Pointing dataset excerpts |
==*==
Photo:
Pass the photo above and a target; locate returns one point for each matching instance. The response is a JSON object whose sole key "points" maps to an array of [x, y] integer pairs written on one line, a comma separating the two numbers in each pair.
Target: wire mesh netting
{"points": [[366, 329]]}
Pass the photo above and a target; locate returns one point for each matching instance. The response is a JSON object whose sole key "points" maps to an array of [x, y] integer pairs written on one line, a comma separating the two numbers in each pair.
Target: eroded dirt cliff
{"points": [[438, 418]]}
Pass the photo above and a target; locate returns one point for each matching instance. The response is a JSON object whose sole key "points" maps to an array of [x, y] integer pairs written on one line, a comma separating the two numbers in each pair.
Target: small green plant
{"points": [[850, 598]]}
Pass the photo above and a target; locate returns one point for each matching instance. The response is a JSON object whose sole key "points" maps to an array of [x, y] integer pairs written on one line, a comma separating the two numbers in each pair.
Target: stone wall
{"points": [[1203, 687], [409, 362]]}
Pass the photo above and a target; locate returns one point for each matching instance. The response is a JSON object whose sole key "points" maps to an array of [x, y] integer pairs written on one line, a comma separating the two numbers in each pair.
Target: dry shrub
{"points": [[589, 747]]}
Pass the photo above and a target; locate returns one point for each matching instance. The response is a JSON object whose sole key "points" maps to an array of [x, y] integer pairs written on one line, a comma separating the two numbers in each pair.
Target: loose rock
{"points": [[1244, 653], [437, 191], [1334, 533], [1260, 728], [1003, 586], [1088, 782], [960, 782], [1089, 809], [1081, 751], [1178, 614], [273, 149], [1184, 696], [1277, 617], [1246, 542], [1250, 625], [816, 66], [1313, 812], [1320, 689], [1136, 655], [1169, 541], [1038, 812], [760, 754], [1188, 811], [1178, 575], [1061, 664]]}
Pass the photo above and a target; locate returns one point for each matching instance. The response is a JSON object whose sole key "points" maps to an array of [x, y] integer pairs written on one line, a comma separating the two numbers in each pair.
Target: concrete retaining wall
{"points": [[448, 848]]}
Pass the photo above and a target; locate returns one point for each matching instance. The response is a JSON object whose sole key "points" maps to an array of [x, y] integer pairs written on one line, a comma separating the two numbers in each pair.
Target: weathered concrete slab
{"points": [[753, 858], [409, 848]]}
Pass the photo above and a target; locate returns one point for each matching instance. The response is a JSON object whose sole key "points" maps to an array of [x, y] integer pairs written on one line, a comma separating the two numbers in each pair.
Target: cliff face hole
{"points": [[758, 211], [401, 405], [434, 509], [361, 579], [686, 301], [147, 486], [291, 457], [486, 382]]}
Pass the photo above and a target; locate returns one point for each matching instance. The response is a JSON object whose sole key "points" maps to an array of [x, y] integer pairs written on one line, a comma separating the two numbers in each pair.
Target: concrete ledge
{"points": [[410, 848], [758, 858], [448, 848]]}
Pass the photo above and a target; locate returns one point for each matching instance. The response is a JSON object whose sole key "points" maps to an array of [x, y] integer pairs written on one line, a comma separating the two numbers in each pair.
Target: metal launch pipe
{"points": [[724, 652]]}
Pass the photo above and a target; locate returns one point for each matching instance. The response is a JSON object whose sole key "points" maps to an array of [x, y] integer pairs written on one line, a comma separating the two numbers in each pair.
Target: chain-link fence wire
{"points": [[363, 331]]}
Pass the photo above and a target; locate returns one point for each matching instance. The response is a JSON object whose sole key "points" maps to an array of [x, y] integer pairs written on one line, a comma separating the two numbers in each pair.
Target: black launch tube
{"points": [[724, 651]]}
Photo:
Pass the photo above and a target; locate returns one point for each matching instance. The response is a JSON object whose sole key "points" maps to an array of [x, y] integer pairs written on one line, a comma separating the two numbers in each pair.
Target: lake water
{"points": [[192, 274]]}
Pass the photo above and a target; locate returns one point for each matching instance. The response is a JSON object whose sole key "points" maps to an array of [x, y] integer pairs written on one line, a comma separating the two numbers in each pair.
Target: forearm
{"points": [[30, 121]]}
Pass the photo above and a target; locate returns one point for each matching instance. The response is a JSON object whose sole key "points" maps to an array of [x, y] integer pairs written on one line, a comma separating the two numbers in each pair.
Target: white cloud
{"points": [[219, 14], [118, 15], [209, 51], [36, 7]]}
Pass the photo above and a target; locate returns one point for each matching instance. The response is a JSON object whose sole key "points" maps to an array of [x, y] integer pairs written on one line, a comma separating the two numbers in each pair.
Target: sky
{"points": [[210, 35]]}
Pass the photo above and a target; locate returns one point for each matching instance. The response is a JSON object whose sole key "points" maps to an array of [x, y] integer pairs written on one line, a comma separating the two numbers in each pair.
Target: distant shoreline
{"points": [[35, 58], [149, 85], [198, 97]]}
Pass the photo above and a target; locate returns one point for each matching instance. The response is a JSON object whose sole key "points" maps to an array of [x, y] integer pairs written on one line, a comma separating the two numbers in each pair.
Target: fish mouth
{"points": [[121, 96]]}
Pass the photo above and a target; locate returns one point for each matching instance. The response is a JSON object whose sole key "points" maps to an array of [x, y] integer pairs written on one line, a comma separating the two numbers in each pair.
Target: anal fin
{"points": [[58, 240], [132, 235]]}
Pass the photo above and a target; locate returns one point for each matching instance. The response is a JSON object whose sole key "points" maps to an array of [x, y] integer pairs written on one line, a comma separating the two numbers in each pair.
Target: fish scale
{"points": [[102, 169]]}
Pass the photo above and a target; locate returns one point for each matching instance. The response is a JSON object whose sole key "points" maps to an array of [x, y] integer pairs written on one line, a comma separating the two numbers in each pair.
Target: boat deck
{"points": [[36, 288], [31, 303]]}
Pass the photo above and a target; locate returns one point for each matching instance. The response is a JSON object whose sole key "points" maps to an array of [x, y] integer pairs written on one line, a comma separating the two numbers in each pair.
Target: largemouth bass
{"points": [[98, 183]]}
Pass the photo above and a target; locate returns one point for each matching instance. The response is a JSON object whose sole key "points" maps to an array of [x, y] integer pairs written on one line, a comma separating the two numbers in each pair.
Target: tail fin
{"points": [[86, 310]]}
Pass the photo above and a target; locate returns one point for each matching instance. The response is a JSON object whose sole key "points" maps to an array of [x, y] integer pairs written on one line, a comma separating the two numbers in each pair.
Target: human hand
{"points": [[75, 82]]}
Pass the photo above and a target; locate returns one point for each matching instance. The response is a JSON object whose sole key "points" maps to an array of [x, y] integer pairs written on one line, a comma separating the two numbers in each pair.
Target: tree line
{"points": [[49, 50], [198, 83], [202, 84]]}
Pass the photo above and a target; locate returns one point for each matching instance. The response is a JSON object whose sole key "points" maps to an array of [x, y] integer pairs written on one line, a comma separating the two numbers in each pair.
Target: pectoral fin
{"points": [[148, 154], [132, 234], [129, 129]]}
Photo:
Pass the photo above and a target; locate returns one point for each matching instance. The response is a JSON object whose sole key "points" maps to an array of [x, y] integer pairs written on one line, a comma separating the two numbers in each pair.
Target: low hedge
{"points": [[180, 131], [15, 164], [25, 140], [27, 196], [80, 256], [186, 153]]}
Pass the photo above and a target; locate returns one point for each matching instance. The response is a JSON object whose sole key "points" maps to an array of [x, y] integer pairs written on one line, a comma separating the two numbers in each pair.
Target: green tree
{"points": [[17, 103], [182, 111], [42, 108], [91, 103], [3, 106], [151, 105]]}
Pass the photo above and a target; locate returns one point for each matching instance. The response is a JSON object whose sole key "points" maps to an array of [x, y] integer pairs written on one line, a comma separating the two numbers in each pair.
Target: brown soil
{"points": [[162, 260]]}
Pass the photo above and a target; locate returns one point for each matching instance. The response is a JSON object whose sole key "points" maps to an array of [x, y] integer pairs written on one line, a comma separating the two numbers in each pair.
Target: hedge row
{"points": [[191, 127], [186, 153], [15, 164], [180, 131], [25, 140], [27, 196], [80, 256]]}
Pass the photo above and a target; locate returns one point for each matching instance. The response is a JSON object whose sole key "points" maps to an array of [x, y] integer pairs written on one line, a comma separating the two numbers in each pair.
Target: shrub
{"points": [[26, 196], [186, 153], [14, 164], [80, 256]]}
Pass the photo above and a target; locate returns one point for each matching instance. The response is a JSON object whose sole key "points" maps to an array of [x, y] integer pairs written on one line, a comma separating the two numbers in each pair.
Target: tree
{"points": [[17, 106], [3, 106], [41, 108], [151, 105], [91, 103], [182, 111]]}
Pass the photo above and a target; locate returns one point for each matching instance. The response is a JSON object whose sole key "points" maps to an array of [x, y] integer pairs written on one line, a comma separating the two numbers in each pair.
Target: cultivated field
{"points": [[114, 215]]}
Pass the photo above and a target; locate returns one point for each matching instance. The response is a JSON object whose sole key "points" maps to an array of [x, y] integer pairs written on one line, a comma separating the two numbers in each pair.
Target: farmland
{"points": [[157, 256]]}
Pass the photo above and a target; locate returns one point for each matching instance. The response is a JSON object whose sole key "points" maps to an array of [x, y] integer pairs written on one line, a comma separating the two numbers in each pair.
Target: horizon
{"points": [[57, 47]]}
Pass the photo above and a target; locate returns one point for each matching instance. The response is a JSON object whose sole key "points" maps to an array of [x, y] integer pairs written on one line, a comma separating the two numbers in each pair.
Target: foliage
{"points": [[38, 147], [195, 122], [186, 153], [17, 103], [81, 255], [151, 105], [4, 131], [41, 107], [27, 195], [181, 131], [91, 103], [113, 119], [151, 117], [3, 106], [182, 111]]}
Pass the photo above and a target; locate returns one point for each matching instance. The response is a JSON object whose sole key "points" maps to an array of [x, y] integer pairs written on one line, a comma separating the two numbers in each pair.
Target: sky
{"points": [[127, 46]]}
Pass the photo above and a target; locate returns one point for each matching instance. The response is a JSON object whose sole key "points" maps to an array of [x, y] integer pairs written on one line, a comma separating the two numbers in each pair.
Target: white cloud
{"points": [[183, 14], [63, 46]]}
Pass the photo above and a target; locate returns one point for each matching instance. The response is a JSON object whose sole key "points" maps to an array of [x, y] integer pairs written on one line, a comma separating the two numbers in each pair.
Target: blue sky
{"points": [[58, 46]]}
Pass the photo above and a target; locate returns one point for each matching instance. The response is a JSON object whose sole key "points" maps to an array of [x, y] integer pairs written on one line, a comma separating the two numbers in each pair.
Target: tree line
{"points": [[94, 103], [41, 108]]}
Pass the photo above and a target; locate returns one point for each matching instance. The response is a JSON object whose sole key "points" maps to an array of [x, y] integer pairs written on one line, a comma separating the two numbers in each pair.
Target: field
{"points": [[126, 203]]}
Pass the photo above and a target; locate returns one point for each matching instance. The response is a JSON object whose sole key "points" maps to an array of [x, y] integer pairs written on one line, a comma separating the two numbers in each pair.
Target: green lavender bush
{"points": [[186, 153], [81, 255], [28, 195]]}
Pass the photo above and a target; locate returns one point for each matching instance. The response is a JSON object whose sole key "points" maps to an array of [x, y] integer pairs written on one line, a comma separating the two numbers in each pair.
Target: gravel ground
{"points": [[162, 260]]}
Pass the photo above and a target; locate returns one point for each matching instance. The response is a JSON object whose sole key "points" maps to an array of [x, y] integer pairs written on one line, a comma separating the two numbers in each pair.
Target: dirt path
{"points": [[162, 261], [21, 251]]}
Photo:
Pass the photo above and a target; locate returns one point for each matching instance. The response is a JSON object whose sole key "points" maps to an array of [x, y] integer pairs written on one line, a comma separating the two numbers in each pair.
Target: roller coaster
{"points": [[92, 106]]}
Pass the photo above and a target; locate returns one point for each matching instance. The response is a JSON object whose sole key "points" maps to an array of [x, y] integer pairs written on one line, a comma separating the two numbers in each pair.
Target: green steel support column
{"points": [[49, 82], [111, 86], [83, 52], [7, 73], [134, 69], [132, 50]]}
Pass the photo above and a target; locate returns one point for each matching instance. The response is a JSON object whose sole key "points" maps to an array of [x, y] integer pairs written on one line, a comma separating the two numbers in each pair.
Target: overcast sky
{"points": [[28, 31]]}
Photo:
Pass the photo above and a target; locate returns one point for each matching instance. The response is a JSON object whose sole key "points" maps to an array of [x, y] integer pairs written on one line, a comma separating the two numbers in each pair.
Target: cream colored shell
==*==
Problem details | Please count the lines above that contain the word "wall" and give only that number.

Answer to the task | 2